Acabou-se a década, Viva a década!
O melhor onze do Sporting nos últimos dez anos, para mim, é este:
– Schmeichel na baliza. Não é preciso dizer muito mais. Foi um acidente cósmico ter aparecido em Alvalade este gigante da história do futebol. Deu-nos tantas alegrias, divertiu-nos e deu-nos um título. Tenho algumas dúvidas que conseguíssemos ser campeões em 2000 sem o Peter. Um líder e um grande, grande guarda-redes.
– Rui Jorge a defesa esquerdo. Outro líder, um jogador mais inteligente que os outros e, no pico, um excelente defesa. O final da carreira, a jogar como número 10 de cadeirinha, na esquerda, foi uma montanha-russa de emoções. Mas foi bicampeão. E não podia ser outro o defesa esquerdo da década.
– Rogério a defesa direito. É a escolha mais complicada por faltas de comparência. Nos melhores jogos – quando queria – era um defesa direito do melhor que havia por aí. Ganha o prémio por duas razões: fraco fisicamente (a barbacoa é lixada), era muito inteligente a jogar à bola; marcou o golo que devia ter sido dos mais importantes da história do clube. Não fosse o descalabro emocional, táctico e futebolístico que se seguiu.

* [MATERIAL]

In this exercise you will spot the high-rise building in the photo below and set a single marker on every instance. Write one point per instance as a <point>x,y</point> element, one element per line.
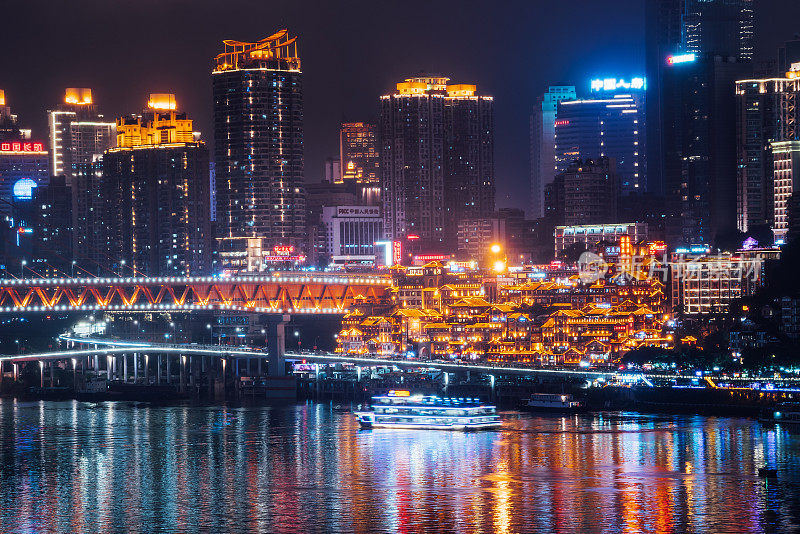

* [TAREFA ESCRITA]
Reproduz palavra por palavra todo o excerto sobre o melhor onze do Sporting da década.

* [RESULTADO DO EXERCÍCIO]
Acabou-se a década, Viva a década!
O melhor onze do Sporting nos últimos dez anos, para mim, é este:
– Schmeichel na baliza. Não é preciso dizer muito mais. Foi um acidente cósmico ter aparecido em Alvalade este gigante da história do futebol. Deu-nos tantas alegrias, divertiu-nos e deu-nos um título. Tenho algumas dúvidas que conseguíssemos ser campeões em 2000 sem o Peter. Um líder e um grande, grande guarda-redes.
– Rui Jorge a defesa esquerdo. Outro líder, um jogador mais inteligente que os outros e, no pico, um excelente defesa. O final da carreira, a jogar como número 10 de cadeirinha, na esquerda, foi uma montanha-russa de emoções. Mas foi bicampeão. E não podia ser outro o defesa esquerdo da década.
– Rogério a defesa direito. É a escolha mais complicada por faltas de comparência. Nos melhores jogos – quando queria – era um defesa direito do melhor que havia por aí. Ganha o prémio por duas razões: fraco fisicamente (a barbacoa é lixada), era muito inteligente a jogar à bola; marcou o golo que devia ter sido dos mais importantes da história do clube. Não fosse o descalabro emocional, táctico e futebolístico que se seguiu.